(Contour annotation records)
------------

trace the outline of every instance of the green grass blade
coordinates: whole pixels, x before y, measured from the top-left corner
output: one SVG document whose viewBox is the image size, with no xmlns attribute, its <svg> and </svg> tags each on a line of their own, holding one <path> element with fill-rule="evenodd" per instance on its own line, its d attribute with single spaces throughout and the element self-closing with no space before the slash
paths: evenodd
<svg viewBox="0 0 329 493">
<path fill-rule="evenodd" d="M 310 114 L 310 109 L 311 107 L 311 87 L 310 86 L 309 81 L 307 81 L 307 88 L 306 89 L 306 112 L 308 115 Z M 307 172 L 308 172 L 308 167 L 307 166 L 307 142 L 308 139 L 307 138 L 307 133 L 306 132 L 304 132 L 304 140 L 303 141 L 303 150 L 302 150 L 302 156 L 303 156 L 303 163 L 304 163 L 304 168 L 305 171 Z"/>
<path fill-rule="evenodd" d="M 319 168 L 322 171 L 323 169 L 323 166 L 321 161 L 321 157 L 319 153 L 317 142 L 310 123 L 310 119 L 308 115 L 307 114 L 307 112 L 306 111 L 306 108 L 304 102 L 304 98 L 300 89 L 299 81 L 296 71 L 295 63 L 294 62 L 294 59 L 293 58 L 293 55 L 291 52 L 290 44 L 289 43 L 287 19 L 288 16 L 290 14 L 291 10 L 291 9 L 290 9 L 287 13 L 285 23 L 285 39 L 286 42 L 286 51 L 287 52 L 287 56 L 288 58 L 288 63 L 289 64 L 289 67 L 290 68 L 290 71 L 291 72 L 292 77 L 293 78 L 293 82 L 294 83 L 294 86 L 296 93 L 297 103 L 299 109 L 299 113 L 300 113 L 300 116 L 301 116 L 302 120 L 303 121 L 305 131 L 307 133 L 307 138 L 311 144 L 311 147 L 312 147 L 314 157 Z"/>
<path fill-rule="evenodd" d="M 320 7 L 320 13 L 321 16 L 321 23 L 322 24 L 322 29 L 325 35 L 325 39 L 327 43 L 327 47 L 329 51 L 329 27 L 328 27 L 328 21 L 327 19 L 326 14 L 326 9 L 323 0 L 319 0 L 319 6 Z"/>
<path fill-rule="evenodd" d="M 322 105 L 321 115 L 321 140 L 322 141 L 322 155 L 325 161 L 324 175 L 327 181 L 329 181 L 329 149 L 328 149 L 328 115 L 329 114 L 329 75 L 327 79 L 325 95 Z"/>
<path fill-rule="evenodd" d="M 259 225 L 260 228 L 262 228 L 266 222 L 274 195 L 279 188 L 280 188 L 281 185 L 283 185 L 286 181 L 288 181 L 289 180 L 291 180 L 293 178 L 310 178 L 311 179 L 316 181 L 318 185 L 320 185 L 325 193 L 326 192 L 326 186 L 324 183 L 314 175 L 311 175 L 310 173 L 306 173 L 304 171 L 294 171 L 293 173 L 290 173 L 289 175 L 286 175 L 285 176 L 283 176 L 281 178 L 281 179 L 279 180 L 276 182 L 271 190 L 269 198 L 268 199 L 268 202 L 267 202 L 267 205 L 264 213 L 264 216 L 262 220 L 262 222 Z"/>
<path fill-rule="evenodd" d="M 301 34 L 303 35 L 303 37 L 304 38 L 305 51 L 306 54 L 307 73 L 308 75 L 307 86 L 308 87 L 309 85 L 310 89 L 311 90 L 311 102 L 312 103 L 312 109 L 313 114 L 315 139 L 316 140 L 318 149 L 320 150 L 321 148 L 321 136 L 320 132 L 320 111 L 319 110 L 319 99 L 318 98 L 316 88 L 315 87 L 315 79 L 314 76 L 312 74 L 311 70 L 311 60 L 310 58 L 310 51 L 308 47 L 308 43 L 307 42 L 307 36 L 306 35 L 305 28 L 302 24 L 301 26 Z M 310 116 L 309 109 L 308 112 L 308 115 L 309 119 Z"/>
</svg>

------------

▶ [Problem to solve]: Please copy out every line of the records above, unchanged and character for character.

▶ [Response to this task]:
trace the outline of every instance of the green grass blade
coordinates: whole pixels, x before y, measured from the top-left corner
output: one SVG document whose viewBox is the image size, with no xmlns attribute, its <svg> and </svg> tags each on a line of their own, holding one <path> element with fill-rule="evenodd" per instance on its own line, its d attribute with single spaces throughout and the element self-closing with no space before the slash
paths: evenodd
<svg viewBox="0 0 329 493">
<path fill-rule="evenodd" d="M 310 114 L 310 109 L 311 107 L 311 87 L 310 86 L 309 81 L 307 81 L 307 88 L 306 89 L 306 112 L 308 115 Z M 307 172 L 308 172 L 308 167 L 307 166 L 307 142 L 308 139 L 307 138 L 307 133 L 306 132 L 304 132 L 304 140 L 303 141 L 303 150 L 302 150 L 302 156 L 303 156 L 303 163 L 304 163 L 304 168 L 305 171 Z"/>
<path fill-rule="evenodd" d="M 319 168 L 322 171 L 323 169 L 323 166 L 321 161 L 321 157 L 319 153 L 317 142 L 310 123 L 310 119 L 308 115 L 307 114 L 307 112 L 306 111 L 306 108 L 304 102 L 304 98 L 300 89 L 299 81 L 296 71 L 295 63 L 294 62 L 294 59 L 293 58 L 293 55 L 291 52 L 290 44 L 289 43 L 287 19 L 288 16 L 290 14 L 291 10 L 291 9 L 290 9 L 287 13 L 285 23 L 285 39 L 286 42 L 286 51 L 287 52 L 287 56 L 288 58 L 288 63 L 289 64 L 289 67 L 290 68 L 290 71 L 291 72 L 292 77 L 293 78 L 293 82 L 294 83 L 294 86 L 296 93 L 297 103 L 299 109 L 299 113 L 300 113 L 300 116 L 301 116 L 302 120 L 303 121 L 305 131 L 307 133 L 307 138 L 311 144 L 311 147 L 312 147 L 314 157 Z"/>
<path fill-rule="evenodd" d="M 320 7 L 320 13 L 321 16 L 321 23 L 322 24 L 322 29 L 325 35 L 325 39 L 327 43 L 327 47 L 329 51 L 329 27 L 328 27 L 328 21 L 327 19 L 326 14 L 326 9 L 323 0 L 319 0 L 319 6 Z"/>
<path fill-rule="evenodd" d="M 322 105 L 321 115 L 321 140 L 322 141 L 322 155 L 325 161 L 324 175 L 327 181 L 329 181 L 329 149 L 328 149 L 328 115 L 329 114 L 329 75 L 327 79 L 325 95 Z"/>
<path fill-rule="evenodd" d="M 259 225 L 260 228 L 262 228 L 266 222 L 274 195 L 279 188 L 280 188 L 281 185 L 283 185 L 286 181 L 288 181 L 289 180 L 291 180 L 293 178 L 310 178 L 311 179 L 316 181 L 318 185 L 320 185 L 325 193 L 326 192 L 326 186 L 324 183 L 314 175 L 311 175 L 310 173 L 306 173 L 304 171 L 294 171 L 293 173 L 290 173 L 289 175 L 286 175 L 285 176 L 283 176 L 281 178 L 281 179 L 279 180 L 276 182 L 271 190 L 269 198 L 268 199 L 268 202 L 267 202 L 267 205 L 264 213 L 264 216 L 262 220 L 262 222 Z"/>
<path fill-rule="evenodd" d="M 301 34 L 303 35 L 303 37 L 304 38 L 305 51 L 306 54 L 307 73 L 308 75 L 307 86 L 308 87 L 309 85 L 310 89 L 311 90 L 311 102 L 312 103 L 312 109 L 313 114 L 315 139 L 316 140 L 318 149 L 320 150 L 321 148 L 321 136 L 320 132 L 320 111 L 319 110 L 319 99 L 318 98 L 316 88 L 315 87 L 315 79 L 314 76 L 312 74 L 311 70 L 311 60 L 310 58 L 310 51 L 308 47 L 308 43 L 307 42 L 307 36 L 306 35 L 305 28 L 302 24 L 301 26 Z M 310 116 L 309 109 L 308 112 L 308 115 L 309 119 Z"/>
</svg>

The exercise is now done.